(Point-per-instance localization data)
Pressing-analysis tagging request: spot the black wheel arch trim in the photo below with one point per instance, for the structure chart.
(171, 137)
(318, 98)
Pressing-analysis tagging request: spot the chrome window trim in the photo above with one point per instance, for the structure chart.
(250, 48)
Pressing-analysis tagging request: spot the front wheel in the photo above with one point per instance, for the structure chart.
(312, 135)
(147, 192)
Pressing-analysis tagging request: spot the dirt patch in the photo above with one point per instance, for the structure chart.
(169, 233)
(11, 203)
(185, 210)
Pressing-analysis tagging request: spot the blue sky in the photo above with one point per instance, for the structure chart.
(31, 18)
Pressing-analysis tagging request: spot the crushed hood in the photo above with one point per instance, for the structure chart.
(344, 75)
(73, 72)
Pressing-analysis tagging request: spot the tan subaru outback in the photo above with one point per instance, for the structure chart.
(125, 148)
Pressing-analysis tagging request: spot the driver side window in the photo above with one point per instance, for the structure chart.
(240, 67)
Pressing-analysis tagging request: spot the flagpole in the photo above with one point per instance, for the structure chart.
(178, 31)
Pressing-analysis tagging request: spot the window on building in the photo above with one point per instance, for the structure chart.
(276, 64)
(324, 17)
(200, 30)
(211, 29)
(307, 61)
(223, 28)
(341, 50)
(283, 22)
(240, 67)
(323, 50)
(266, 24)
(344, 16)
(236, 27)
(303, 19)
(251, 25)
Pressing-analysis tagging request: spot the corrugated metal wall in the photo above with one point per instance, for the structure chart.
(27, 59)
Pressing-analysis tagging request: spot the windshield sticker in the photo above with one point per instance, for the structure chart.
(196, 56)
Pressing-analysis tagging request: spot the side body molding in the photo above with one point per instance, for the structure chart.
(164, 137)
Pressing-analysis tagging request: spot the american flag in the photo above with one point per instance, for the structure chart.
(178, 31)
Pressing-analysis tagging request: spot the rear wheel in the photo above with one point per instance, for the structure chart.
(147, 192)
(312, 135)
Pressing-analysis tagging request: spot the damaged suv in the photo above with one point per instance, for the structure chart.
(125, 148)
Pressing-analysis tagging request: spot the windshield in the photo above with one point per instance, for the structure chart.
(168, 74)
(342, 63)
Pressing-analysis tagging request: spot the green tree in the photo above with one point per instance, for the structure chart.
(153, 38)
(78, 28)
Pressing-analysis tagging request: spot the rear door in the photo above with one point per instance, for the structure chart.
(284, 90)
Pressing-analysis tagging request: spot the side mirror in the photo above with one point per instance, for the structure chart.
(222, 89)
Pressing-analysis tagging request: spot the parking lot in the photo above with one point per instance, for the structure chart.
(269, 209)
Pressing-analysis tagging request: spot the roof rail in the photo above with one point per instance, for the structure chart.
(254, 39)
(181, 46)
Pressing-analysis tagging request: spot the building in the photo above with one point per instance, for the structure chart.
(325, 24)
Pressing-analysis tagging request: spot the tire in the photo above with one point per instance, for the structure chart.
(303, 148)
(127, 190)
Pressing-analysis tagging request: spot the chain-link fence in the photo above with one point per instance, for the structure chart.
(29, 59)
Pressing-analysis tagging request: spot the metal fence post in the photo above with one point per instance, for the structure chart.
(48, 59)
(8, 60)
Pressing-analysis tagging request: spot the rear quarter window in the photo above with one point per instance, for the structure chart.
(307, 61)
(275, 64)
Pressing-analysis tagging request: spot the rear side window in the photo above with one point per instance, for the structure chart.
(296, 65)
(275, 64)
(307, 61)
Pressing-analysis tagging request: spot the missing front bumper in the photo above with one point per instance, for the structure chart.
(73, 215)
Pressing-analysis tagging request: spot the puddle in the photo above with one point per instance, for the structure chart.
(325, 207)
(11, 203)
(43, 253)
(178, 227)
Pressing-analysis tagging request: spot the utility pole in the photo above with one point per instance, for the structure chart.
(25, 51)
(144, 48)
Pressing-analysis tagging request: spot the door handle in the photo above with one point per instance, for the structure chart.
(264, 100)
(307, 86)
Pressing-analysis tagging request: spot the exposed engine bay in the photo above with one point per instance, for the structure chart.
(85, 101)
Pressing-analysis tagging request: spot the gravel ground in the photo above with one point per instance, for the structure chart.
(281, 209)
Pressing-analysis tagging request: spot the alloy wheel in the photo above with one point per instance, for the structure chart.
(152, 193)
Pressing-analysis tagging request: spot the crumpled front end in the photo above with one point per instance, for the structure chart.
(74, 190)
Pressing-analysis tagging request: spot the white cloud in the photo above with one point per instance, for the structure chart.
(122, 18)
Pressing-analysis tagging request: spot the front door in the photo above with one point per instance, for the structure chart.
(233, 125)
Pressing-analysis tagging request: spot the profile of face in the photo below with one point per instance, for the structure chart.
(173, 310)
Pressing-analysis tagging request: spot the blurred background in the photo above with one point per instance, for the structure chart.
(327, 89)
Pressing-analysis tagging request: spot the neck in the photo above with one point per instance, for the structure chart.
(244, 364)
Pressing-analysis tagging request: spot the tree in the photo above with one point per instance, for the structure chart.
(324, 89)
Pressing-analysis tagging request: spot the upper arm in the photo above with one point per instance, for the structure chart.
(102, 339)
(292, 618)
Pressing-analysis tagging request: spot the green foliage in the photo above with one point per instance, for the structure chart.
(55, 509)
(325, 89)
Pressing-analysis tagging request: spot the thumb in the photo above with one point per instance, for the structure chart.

■ **DESCRIPTION OF THE TASK**
The job here is to write out all the entries again exactly.

■ **OUTPUT FOR THIS TASK**
Pressing-analysis tagging request: spot the black wheel arch trim in the photo below with one point per instance, for the structure chart.
(171, 137)
(318, 98)
Pressing-analysis tagging request: spot the chrome window trim in the photo above with one point per instance, for the structure chart.
(250, 48)
Pressing-analysis tagging request: spot the front wheel in the photo above with one point per instance, for the structure chart.
(312, 135)
(147, 192)
Pressing-analysis tagging request: spot the dirt patch in the photo above with one point per instance, for the structure chart.
(169, 233)
(11, 203)
(185, 210)
Pressing-analysis tagging request: spot the blue sky in the photo above with one point per instance, for the structure chart.
(31, 18)
Pressing-analysis tagging request: spot the crushed hood in the photo above with one point per instance, for the structure chart.
(344, 75)
(73, 72)
Pressing-analysis tagging request: spot the tan subaru outback in the photo above with one point per instance, for the structure chart.
(125, 148)
Pressing-analysis tagging request: spot the driver side window in the photo above with one point per instance, for the structure chart.
(240, 67)
Pressing-analysis tagging request: spot the flagpole in the photo above with one point per instance, for the structure chart.
(178, 31)
Pressing-analysis tagging request: spot the window on building in the photo above with one point per instance, for the structure chart.
(276, 64)
(324, 17)
(200, 30)
(211, 29)
(307, 61)
(223, 28)
(341, 50)
(283, 22)
(240, 67)
(323, 50)
(266, 24)
(344, 16)
(236, 27)
(303, 19)
(251, 25)
Pressing-analysis tagging request: spot the corrugated metal wall in the photo above with one point per instance, for the structure chart.
(27, 59)
Pressing-analysis tagging request: spot the windshield sticker in the photo above with one point per instance, for the structure chart.
(196, 56)
Pressing-analysis tagging request: spot the side body molding in the photo above with one point per instance, for the structure chart.
(164, 137)
Pressing-analysis tagging request: spot the american flag in the photo above with one point per instance, for the structure chart.
(178, 31)
Pressing-analysis tagging request: spot the rear wheel in the photo above with one point per instance, for the structure chart.
(147, 192)
(312, 135)
Pressing-analysis tagging request: spot the damaged suv in the photo above with one point per instance, for the structure chart.
(125, 148)
Pressing-analysis tagging request: spot the windshield in the photo above with one point per instance, for the structure chart.
(168, 74)
(342, 63)
Pressing-analysis tagging request: spot the green tree in the photo above with one point per instance, for the structure chart.
(153, 38)
(78, 28)
Pressing-analysis tagging request: spot the rear door in the photo above with one point per instance, for the structure chart.
(284, 90)
Pressing-analysis tagging request: spot the side mirror in the photo above with one point per instance, for the structure chart.
(222, 89)
Pressing-analysis tagging request: spot the parking lot in the photo above with one point per instance, for the structure chart.
(269, 209)
Pressing-analysis tagging request: spot the roof rail in the photo above with one point per instance, for the structure chart.
(254, 39)
(181, 46)
Pressing-analysis tagging request: spot the building in the photo above with one point per instance, for the structure chart.
(325, 24)
Pressing-analysis tagging request: spot the tire in the photo above with one point per instance, for the structure chart.
(303, 148)
(127, 190)
Pressing-analysis tagging request: spot the chain-link fence in the photo above with one point per instance, for the structure chart.
(29, 59)
Pressing-analysis tagging request: spot the metal fence post in the photo above with one point per instance, for the structure chart.
(48, 59)
(8, 60)
Pressing-analysis tagging request: spot the rear quarter window in the photo above with one point per instance, for the structure chart.
(307, 61)
(275, 64)
Pressing-analysis tagging request: spot the rear side window in the photo above with one point per instance, for the structure chart.
(296, 65)
(275, 64)
(307, 61)
Pressing-analysis tagging request: spot the missing front bumper in the photo above with one point per instance, for the structure chart.
(73, 215)
Pressing-analysis tagging request: spot the puddle in the photo above with one point per instance, for the structure chart.
(325, 207)
(11, 203)
(43, 253)
(178, 227)
Pressing-analysis tagging request: spot the utility pole in the photo above with one point per instance, for the structure chart.
(25, 51)
(144, 48)
Pressing-analysis tagging request: spot the door handle in the photo above with one point per instance, for the structure chart.
(264, 100)
(307, 86)
Pressing-analysis tagging request: spot the exposed engine bay in the photo above with one point per instance, for the structure chart.
(85, 101)
Pressing-analysis tagging request: spot the gravel ground in the photo above with one point per instance, for the structure chart.
(281, 209)
Pressing-analysis tagging request: spot the alloy wheel in the photo above with one point per instance, for the structure chart.
(152, 193)
Pressing-analysis tagging request: spot the crumpled front end in the photo above with one point per instance, for the structure chart.
(74, 190)
Pressing-analysis tagging request: spot the white cloud in the photo above with one point per instance, for the structure chart.
(122, 18)
Pressing-analysis tagging request: spot the front door in the photo above with one point per instance, for the structure chart.
(233, 125)
Pressing-analysis tagging request: spot the profile of face in the photo below with one point per instance, for the structure chart.
(173, 310)
Pressing-analysis tagging request: spot the blurred background in the photo above with one point per instance, for the structure chart.
(327, 89)
Pressing-analysis tagging request: spot the neck in the photo above with one point per instance, for the structure chart.
(244, 364)
Pressing-analysis tagging request: spot the tree in the photo above with one point per instance, for the structure chart.
(324, 89)
Pressing-analysis tagging request: spot the upper arm in the photo above with one point per instance, for the structure chart.
(102, 339)
(292, 618)
Pressing-analysis tagging request: spot the green foliage in the photo above with one point per instance, for the structure chart.
(55, 509)
(325, 89)
Pressing-analysis tagging request: spot the thumb in the photo above with one point per instance, for the structure chart.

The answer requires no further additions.